Task statement:
After locating the line that contains "the kitten's head", quote it and all lines after it through the end of the entries, and nothing more. Pictures stay out.

#### Given records

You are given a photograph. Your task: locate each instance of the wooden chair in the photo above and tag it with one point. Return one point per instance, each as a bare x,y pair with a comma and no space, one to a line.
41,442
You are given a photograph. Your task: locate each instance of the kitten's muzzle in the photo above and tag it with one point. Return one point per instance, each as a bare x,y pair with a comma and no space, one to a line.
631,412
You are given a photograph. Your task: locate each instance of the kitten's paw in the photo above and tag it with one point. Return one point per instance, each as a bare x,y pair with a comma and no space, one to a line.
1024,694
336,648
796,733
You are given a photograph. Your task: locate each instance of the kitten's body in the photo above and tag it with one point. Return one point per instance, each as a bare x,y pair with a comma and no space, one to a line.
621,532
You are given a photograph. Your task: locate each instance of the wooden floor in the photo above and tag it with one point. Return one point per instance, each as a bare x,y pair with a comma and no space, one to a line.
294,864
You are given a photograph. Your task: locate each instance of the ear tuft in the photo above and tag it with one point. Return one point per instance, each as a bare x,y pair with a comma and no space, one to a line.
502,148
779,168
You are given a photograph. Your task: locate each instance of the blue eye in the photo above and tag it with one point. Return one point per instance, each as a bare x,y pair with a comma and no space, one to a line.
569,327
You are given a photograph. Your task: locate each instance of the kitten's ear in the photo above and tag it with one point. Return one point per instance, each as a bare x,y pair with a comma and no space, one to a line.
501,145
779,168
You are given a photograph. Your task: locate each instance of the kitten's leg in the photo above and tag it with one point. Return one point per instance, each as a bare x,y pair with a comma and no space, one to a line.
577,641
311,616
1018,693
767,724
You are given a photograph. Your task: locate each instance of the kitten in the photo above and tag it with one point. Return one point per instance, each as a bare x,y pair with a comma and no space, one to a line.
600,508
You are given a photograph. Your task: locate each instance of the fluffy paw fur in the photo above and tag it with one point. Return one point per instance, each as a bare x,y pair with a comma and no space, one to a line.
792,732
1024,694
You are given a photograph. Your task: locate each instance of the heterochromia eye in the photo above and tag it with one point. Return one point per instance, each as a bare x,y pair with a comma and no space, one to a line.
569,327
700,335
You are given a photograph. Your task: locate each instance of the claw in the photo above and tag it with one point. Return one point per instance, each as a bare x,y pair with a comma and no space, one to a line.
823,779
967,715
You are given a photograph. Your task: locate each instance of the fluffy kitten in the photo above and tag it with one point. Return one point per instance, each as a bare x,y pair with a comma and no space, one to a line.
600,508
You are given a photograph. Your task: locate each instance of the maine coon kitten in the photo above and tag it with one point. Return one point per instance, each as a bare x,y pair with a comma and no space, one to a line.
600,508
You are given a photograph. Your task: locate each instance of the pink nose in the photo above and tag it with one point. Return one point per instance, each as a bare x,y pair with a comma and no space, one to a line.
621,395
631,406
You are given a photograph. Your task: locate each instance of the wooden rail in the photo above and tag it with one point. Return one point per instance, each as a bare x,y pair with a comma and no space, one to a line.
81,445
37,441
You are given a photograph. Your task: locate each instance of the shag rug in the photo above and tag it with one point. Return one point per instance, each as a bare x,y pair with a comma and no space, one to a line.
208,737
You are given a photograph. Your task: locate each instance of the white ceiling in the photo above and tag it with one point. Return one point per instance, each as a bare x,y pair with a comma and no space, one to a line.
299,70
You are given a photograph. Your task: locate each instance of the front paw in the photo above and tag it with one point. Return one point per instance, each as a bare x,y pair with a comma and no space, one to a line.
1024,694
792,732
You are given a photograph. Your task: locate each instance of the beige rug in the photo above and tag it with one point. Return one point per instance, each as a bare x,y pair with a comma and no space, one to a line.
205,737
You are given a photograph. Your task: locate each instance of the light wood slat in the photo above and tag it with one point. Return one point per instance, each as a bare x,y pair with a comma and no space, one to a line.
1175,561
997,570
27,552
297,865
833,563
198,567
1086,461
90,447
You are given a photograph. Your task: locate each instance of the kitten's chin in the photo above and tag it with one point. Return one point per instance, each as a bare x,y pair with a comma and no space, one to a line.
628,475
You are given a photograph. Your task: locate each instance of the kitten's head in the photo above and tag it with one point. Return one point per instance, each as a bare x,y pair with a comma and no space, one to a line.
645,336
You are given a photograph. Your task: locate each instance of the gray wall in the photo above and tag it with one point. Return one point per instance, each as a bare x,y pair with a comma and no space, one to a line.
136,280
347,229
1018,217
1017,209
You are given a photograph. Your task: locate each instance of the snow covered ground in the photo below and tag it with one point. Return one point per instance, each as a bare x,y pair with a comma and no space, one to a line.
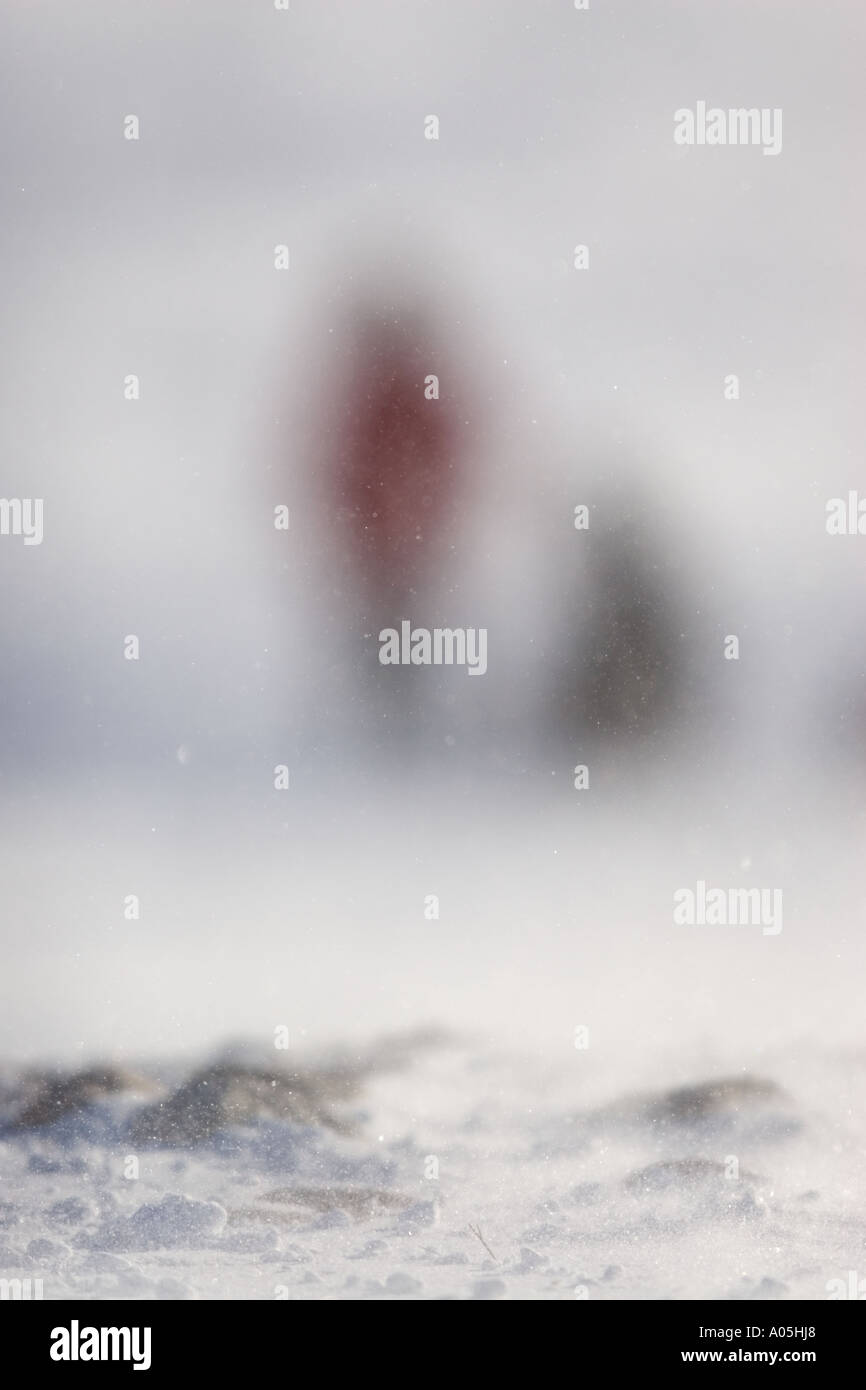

########

Written answer:
You are given a photograph. Your task: locate each instance of the kitten's head in the photo above and tag it with one point. Return one point per instance, each as a bare x,y pair with a comma and no space, one to a line.
645,336
You are given a photograph. Your task: locate each instance of the gray wall in the photo above and tag it with one point. Return one point per instance, each as a bare x,y pair with a comma and no space, one to a line.
136,280
347,229
1018,217
1017,209
You are given a photograph. Your task: locate each instance of the snow covered ground in the photo below and tag it with one point. Return one point per instance, each as a bare x,y pair with a comma and no space, one to a line.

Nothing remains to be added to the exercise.